Report each line of the listing below that contains the string "bird", copying every such line in full. Case counts, so a match must agree in capitalization.

**RECORD EXCERPTS:**
--------------------------------------------------
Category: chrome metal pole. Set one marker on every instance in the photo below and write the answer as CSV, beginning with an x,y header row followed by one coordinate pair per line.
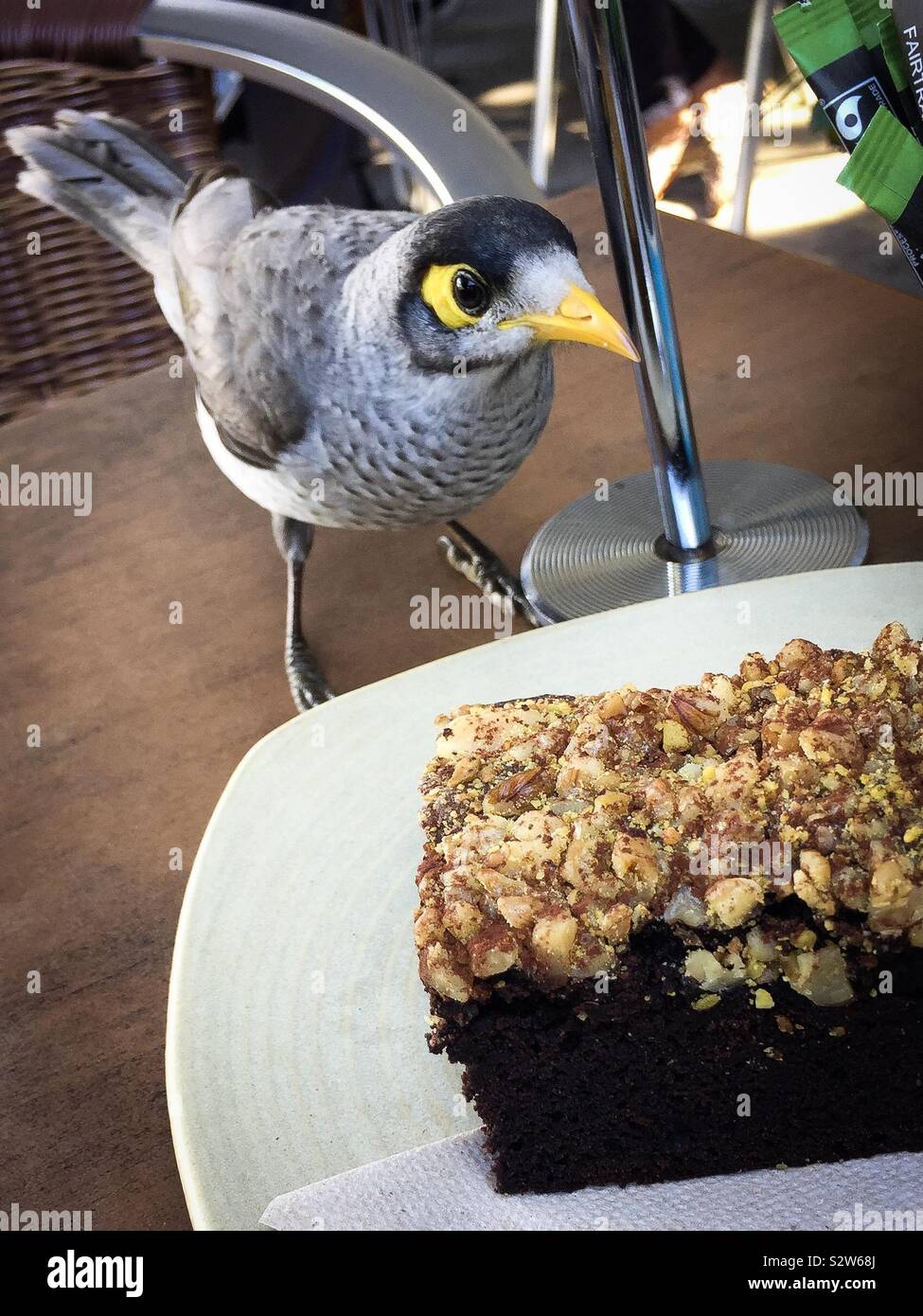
--------------------------------------------------
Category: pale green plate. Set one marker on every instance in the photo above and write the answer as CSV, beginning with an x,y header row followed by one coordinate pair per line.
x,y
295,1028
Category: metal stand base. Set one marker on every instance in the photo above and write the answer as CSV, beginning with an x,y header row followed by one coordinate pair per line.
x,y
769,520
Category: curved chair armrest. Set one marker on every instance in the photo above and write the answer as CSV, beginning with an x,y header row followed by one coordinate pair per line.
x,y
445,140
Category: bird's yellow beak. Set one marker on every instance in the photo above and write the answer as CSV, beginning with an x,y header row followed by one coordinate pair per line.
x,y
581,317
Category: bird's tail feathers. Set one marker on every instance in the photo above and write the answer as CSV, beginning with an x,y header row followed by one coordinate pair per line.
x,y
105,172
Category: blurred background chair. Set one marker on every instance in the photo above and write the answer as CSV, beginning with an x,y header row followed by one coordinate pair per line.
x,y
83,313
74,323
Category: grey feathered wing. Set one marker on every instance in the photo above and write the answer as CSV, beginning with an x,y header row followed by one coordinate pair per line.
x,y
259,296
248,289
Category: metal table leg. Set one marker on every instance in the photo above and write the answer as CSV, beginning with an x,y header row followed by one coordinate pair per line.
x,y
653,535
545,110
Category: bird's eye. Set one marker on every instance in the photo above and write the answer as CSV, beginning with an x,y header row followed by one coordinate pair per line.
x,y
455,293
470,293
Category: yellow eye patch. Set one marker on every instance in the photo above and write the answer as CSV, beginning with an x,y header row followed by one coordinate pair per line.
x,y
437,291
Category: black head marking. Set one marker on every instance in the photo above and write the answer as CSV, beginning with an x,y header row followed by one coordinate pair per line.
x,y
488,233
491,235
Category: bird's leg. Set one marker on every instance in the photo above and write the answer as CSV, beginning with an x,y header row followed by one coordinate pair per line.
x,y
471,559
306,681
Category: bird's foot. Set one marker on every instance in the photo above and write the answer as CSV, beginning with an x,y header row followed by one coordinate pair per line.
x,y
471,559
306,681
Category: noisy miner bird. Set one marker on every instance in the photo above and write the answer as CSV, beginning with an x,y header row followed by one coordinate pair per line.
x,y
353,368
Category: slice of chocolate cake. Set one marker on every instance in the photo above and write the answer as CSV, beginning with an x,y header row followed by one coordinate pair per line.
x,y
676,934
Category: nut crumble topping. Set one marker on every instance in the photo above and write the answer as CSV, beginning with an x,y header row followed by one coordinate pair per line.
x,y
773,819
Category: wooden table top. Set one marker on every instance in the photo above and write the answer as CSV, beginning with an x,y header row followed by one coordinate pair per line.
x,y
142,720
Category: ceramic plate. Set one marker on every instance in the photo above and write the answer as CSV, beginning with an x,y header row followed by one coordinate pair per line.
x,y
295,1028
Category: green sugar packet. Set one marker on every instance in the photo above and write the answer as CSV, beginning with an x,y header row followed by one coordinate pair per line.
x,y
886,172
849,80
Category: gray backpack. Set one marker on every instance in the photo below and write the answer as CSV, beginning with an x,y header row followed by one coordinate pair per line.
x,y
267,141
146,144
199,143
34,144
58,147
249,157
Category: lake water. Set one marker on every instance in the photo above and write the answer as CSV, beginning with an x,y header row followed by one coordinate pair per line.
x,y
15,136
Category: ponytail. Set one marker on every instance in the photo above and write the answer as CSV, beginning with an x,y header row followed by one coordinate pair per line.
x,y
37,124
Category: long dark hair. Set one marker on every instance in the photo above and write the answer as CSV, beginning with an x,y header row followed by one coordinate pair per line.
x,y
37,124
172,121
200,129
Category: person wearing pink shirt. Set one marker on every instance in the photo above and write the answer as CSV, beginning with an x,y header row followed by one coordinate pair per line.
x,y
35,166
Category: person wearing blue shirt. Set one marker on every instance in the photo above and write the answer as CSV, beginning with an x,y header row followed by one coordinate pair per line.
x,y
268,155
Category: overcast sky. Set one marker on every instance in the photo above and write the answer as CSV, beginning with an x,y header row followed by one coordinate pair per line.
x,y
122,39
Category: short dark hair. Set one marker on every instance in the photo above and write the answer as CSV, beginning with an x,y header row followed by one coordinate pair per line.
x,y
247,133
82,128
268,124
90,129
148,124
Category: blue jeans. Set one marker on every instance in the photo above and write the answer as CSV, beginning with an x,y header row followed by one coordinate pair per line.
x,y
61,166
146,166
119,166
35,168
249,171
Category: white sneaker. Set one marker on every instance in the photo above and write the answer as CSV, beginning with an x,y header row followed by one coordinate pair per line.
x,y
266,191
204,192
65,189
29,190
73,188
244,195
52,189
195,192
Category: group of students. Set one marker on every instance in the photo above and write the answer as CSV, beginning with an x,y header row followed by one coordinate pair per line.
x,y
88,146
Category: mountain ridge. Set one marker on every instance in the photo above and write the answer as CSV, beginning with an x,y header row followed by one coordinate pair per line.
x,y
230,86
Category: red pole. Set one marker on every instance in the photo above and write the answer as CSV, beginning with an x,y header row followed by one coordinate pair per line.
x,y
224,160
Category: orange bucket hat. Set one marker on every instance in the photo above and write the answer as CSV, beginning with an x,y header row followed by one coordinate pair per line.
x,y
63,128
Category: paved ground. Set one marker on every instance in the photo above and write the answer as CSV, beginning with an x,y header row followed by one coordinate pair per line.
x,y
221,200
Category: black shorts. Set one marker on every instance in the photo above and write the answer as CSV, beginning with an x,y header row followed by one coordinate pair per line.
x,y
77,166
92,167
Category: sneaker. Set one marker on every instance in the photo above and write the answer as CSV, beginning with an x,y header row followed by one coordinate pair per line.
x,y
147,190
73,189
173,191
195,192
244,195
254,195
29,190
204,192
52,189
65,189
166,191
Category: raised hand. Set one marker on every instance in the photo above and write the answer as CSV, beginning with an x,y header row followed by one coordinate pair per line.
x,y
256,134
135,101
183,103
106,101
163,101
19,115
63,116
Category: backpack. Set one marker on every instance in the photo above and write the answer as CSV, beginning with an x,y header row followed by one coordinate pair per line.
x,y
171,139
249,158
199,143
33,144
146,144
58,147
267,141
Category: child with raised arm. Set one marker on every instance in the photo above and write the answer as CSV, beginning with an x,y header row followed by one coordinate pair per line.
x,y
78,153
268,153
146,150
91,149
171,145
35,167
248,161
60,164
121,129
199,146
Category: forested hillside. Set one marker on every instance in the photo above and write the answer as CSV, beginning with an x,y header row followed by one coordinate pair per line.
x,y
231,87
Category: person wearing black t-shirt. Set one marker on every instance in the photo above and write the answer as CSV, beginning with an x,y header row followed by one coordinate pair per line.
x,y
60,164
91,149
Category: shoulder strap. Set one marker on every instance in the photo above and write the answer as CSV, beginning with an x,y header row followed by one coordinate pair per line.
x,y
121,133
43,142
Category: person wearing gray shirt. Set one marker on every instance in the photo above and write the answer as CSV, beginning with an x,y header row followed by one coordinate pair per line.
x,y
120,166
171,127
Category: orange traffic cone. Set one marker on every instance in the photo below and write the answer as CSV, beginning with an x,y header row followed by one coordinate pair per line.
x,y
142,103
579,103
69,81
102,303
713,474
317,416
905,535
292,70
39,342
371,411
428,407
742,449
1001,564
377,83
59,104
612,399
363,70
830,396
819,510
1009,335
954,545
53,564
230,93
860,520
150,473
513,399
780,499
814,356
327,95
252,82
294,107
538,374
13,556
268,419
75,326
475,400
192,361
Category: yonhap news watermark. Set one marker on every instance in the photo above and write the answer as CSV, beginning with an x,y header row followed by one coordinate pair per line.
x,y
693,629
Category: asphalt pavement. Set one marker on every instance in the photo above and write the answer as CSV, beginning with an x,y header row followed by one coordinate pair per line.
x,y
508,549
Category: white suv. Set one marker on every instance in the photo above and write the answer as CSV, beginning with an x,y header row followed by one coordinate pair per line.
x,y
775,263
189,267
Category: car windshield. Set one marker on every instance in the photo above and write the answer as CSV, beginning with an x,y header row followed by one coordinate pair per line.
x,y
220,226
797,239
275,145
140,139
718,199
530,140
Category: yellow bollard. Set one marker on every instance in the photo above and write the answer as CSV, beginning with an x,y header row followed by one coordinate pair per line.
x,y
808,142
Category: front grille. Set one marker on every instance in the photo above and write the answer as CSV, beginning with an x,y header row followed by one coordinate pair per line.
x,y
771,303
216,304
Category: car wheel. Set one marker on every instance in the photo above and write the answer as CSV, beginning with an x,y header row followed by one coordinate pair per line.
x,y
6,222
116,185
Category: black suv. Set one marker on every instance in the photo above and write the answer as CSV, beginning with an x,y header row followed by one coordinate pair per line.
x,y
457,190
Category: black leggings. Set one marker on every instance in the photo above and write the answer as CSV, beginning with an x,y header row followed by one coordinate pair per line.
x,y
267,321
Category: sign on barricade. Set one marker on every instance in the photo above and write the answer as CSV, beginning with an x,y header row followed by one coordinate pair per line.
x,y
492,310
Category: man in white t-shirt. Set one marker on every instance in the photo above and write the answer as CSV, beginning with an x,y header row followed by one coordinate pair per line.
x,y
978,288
--------------------------------------------------
**THE OUTPUT:**
Category: bird's yellow beak. Set one marker on every instance in the photo above and write the answer as CSV, beginning with an x,y header row followed by one coordinate pair per line.
Category: bird's tail feathers. Set one marker on every instance in the photo above and write the answer as CSV, beginning with an x,y header row followed by one coordinate pair per line.
Category: bird's eye. Set one marker on every instance in the photo above and write the answer as CSV, beginning with an x,y header row followed by one coordinate pair per line.
Category: bird's leg. Set one marker on every instance in the photo above and write the answer as CSV, beginning with an x,y header row followed by one coordinate pair per line.
Category: bird's foot. Set one marker on every instance in the photo above and write the answer as CSV, beginning with an x,y header row followed by one coordinate pair per line.
Category: noisy miner bird. Set one marker on every instance in the photo above and write the answer as CSV, beginning with an x,y header row followed by one coordinate pair per line.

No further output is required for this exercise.